→ **What to do**:
Locate each line in the listing below that contains the word "wooden", and copy those lines.

→ **Records provided**:
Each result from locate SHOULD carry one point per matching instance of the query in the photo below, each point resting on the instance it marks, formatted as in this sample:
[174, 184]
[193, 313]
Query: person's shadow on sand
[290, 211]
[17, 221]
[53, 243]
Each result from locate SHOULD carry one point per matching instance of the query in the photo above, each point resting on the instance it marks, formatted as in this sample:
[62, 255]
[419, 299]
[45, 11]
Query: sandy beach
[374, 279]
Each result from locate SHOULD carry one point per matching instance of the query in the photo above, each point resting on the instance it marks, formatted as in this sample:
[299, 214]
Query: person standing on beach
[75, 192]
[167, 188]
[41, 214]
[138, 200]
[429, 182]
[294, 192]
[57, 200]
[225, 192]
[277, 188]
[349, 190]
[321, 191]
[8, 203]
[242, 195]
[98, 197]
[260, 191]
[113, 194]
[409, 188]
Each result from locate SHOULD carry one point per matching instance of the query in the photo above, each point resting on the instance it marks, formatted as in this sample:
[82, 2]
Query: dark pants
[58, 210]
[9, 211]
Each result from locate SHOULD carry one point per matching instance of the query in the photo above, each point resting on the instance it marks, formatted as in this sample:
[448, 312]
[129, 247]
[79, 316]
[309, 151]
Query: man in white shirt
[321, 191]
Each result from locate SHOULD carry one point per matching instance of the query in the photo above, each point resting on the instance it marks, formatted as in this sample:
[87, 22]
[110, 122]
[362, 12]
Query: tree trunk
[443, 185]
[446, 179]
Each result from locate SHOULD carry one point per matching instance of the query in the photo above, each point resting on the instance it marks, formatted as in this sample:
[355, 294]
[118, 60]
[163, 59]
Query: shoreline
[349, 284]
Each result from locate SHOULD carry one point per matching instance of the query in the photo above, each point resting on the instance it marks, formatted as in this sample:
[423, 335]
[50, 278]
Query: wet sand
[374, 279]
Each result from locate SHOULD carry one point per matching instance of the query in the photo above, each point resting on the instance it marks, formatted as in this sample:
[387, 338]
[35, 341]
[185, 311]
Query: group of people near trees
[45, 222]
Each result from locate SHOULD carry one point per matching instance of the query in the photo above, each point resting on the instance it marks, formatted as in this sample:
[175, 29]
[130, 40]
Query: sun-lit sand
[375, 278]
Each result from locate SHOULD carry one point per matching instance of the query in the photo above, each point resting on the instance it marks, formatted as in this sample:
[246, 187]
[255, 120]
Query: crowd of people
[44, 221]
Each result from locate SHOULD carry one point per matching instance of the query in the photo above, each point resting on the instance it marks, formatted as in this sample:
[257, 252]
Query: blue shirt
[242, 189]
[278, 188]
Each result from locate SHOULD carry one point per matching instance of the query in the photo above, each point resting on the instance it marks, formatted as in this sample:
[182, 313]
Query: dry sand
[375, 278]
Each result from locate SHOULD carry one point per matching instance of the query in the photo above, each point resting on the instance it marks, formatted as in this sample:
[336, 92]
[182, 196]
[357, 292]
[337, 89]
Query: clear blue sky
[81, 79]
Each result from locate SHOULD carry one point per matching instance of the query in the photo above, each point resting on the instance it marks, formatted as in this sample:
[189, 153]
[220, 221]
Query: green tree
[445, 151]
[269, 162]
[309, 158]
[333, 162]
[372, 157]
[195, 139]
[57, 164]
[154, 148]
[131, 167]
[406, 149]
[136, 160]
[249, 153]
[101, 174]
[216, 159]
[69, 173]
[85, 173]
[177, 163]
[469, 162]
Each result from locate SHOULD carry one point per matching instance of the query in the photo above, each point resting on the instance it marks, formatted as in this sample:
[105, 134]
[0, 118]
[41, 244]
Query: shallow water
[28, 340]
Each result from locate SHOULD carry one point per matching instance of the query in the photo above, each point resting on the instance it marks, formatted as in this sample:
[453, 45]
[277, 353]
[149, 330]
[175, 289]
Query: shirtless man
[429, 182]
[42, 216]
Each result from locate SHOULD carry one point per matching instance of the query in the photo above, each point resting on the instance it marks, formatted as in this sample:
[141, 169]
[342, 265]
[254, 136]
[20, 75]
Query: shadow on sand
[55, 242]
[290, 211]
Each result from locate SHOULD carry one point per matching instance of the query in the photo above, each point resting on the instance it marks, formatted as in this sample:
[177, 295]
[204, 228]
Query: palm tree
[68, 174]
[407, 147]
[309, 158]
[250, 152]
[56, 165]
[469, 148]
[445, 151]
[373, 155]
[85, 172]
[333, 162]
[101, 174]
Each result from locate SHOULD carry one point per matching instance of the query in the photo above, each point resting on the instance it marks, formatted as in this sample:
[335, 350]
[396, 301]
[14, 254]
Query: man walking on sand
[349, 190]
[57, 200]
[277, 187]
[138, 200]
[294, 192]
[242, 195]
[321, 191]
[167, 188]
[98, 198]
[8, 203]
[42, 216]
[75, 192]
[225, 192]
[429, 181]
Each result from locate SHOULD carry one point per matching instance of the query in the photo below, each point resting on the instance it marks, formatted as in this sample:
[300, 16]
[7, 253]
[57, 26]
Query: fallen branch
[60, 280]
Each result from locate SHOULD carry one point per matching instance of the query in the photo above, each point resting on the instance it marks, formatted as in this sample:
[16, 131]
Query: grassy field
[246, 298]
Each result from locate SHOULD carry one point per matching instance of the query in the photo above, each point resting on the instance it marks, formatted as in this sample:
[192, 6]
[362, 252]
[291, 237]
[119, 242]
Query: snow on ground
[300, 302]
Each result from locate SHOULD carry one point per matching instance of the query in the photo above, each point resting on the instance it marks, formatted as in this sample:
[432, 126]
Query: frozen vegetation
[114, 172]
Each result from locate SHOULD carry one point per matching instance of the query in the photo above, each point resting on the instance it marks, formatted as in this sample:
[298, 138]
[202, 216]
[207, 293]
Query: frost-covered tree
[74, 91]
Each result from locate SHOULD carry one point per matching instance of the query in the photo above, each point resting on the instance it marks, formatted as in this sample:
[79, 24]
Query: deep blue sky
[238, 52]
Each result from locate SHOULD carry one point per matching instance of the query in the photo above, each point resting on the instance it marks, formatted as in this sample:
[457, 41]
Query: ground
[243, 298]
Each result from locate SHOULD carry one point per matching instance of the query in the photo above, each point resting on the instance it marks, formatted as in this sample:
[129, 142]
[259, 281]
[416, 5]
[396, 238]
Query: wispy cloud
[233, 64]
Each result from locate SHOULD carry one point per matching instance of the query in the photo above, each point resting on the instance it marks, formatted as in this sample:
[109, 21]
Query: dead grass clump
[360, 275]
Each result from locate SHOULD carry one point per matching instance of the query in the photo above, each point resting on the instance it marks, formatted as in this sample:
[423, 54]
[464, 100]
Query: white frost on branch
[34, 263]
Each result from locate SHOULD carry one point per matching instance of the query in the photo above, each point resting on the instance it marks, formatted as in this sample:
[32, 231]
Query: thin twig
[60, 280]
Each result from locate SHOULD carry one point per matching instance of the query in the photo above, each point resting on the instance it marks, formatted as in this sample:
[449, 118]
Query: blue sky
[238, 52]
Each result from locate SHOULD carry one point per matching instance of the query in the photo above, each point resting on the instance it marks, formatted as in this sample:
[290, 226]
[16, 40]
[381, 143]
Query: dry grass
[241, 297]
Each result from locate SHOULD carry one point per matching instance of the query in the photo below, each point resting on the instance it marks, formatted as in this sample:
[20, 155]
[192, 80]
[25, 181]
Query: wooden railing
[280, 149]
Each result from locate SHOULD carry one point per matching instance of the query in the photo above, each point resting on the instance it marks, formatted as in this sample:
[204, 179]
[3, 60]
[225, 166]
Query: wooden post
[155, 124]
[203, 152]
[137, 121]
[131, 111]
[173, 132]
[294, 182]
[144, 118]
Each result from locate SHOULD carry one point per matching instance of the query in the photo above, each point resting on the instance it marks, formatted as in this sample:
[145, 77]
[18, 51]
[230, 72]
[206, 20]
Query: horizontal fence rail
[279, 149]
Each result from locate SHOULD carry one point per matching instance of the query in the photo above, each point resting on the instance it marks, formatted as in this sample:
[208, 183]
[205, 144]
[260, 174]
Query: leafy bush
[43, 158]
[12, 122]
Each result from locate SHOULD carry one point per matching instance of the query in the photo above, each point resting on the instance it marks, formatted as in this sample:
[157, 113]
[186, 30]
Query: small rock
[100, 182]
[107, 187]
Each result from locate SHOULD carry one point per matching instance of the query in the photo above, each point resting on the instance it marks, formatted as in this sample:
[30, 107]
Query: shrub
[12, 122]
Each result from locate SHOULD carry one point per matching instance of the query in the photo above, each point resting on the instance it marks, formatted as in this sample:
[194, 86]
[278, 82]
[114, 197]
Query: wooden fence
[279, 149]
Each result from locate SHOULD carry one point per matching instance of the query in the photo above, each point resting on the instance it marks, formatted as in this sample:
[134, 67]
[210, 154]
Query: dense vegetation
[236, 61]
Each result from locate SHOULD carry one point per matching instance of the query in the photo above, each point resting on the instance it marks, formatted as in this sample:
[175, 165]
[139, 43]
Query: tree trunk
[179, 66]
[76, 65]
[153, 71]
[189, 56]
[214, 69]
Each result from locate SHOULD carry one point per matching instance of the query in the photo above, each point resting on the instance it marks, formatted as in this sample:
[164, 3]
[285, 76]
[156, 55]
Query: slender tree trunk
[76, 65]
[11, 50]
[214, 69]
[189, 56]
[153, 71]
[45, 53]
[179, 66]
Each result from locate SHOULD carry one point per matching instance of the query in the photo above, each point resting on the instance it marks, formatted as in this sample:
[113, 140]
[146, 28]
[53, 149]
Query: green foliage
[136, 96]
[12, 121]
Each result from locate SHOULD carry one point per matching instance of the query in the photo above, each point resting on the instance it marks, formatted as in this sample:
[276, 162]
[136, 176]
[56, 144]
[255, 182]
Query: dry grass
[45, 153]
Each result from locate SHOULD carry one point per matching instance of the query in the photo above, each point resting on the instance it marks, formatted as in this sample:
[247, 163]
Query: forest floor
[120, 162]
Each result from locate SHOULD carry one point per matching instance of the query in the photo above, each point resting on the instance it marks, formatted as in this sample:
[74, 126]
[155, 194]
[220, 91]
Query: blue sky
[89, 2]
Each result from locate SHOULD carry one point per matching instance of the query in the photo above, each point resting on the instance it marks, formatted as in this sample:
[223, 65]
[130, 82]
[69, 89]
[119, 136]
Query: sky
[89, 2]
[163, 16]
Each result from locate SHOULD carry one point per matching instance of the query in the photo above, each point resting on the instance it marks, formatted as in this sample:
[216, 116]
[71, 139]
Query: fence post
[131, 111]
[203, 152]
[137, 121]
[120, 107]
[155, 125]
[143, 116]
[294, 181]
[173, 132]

→ **Finished answer**:
Query: wooden railing
Query: wooden post
Query: wooden fence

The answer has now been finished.